Problem 1 ▸ Quote the passage on literary history and the Provincetown Players in full, word for word.

Extract ▸
________________

November 30, 2010: Far From Trifling

Despite the way us English profs like to structure survey classes—and I’m as guilty of this one as anybody—literary history doesn’t tend to break up into neat or orderly time periods and movements. Other than the very explicitly self-identifying and –defined movements, like the Harlem Renaissance, for the most part these categories and trends comprise instead precisely our scholarly efforts to look back at complex and overlapping collections of writers and texts and styles and focal points and assemble them into more easily digested (and, yes, taught) bits. Doesn’t mean that the bits aren’t without value or can’t help us see our literary and cultural history, just that they can be pretty reductive or limiting, especially in how we see a particular author or text. But having said that, sometimes the moments when literature shifts from one style or movement or another are more overt and striking; and as I get toward the close of my first semester teaching American Drama, I’ve come to realize that the early 20th century, and even more exactly the founding of the Provincetown Players in the mid-1910s, represents exactly such a transitional moment.

________________

Material for this exercise ▸
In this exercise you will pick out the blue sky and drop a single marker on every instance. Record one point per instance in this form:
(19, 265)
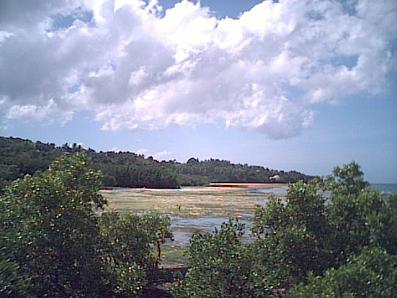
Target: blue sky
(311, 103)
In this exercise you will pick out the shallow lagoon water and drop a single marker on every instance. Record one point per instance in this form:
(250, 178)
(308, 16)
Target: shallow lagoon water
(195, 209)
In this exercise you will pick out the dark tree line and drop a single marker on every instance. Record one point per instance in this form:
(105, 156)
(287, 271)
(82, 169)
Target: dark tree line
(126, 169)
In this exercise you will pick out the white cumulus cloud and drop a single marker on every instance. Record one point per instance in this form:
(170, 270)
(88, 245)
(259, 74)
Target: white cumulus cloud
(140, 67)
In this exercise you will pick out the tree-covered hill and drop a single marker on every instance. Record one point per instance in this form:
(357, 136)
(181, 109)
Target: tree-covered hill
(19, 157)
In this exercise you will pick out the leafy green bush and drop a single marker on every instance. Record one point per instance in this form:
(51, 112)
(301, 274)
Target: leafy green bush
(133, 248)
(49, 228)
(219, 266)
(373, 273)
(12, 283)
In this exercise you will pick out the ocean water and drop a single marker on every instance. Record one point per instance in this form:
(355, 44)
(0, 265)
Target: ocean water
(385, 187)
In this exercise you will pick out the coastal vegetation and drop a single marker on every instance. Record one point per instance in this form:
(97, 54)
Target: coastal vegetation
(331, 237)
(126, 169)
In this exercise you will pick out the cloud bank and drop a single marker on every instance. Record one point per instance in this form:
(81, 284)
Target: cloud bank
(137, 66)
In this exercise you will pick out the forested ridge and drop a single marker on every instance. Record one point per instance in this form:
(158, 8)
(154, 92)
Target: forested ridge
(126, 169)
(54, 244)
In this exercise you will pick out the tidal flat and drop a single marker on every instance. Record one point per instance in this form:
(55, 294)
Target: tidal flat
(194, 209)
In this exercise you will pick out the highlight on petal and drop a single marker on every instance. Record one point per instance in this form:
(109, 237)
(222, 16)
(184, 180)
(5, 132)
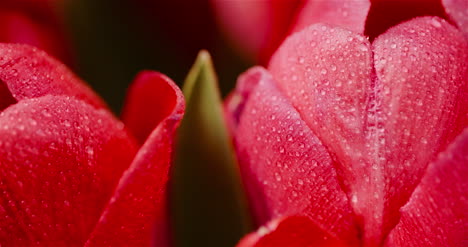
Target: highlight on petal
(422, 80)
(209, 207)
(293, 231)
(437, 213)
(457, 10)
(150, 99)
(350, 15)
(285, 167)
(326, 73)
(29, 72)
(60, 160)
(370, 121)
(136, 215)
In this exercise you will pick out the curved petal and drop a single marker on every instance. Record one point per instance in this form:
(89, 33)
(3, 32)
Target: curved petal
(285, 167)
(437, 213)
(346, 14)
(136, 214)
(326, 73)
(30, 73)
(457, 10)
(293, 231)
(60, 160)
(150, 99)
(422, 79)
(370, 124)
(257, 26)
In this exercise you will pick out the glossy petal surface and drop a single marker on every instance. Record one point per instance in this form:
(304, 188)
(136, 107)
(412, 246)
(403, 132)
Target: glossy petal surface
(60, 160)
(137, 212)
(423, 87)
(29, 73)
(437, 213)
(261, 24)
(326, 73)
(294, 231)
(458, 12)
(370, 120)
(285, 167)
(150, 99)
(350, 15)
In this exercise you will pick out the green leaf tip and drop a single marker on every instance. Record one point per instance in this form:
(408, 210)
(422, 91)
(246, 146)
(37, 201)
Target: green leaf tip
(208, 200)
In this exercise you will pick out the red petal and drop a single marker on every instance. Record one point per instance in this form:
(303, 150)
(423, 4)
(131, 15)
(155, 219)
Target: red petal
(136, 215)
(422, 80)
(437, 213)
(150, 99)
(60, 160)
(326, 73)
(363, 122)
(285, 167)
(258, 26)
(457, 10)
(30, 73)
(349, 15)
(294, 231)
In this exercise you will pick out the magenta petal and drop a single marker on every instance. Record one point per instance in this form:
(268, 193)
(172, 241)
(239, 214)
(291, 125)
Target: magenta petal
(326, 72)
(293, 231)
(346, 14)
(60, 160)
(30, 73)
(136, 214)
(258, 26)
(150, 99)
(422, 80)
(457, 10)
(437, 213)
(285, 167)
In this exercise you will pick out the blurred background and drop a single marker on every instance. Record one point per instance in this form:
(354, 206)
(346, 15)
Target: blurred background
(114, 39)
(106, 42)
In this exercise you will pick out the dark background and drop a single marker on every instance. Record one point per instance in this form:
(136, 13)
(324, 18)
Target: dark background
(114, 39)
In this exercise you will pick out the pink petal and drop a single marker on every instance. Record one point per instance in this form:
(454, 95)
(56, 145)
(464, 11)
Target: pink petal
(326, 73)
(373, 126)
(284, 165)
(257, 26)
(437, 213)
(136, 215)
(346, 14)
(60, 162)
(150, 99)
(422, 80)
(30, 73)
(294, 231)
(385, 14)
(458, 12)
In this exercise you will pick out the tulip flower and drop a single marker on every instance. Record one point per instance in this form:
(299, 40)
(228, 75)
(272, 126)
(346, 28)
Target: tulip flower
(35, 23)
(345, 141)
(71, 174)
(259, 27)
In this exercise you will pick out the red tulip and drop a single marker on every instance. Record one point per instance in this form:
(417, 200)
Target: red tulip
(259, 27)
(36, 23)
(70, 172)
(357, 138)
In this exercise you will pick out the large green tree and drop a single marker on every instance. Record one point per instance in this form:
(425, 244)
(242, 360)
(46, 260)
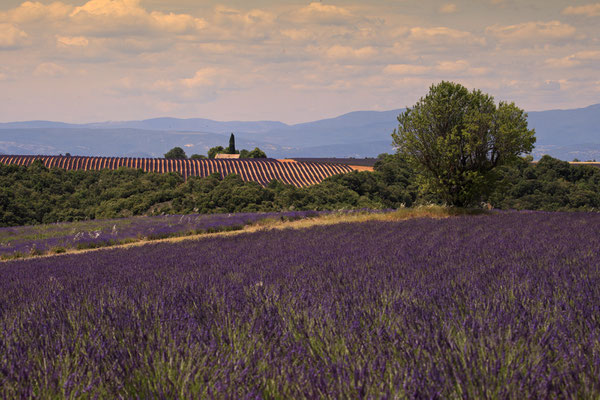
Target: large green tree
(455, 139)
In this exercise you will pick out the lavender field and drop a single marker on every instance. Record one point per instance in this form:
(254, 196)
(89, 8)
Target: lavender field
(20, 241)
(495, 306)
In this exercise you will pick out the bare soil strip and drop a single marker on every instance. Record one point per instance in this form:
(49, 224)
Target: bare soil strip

________________

Problem 2 ▸ Filter the records and copy out each line that contains the word "cloud".

Written response 1 ▸
November 30, 2010: Far From Trifling

Despite the way us English profs like to structure survey classes—and I’m as guilty of this one as anybody—literary history doesn’t tend to break up into neat or orderly time periods and movements. Other than the very explicitly self-identifying and –defined movements, like the Harlem Renaissance, for the most part these categories and trends comprise instead precisely our scholarly efforts to look back at complex and overlapping collections of writers and texts and styles and focal points and assemble them into more easily digested (and, yes, taught) bits. Doesn’t mean that the bits aren’t without value or can’t help us see our literary and cultural history, just that they can be pretty reductive or limiting, especially in how we see a particular author or text. But having said that, sometimes the moments when literature shifts from one style or movement or another are more overt and striking; and as I get toward the close of my first semester teaching American Drama, I’ve come to realize that the early 20th century, and even more exactly the founding of the Provincetown Players in the mid-1910s, represents exactly such a transitional moment.

Written response 2 ▸
In this exercise you will pick out the white cumulus cloud and drop a single marker on every instance. Record one point per instance in this form:
Target: white cumulus cloud
In this exercise you will pick out the cloud bank and drop a single marker on every instance. Record one point per instance in this form:
Target: cloud bank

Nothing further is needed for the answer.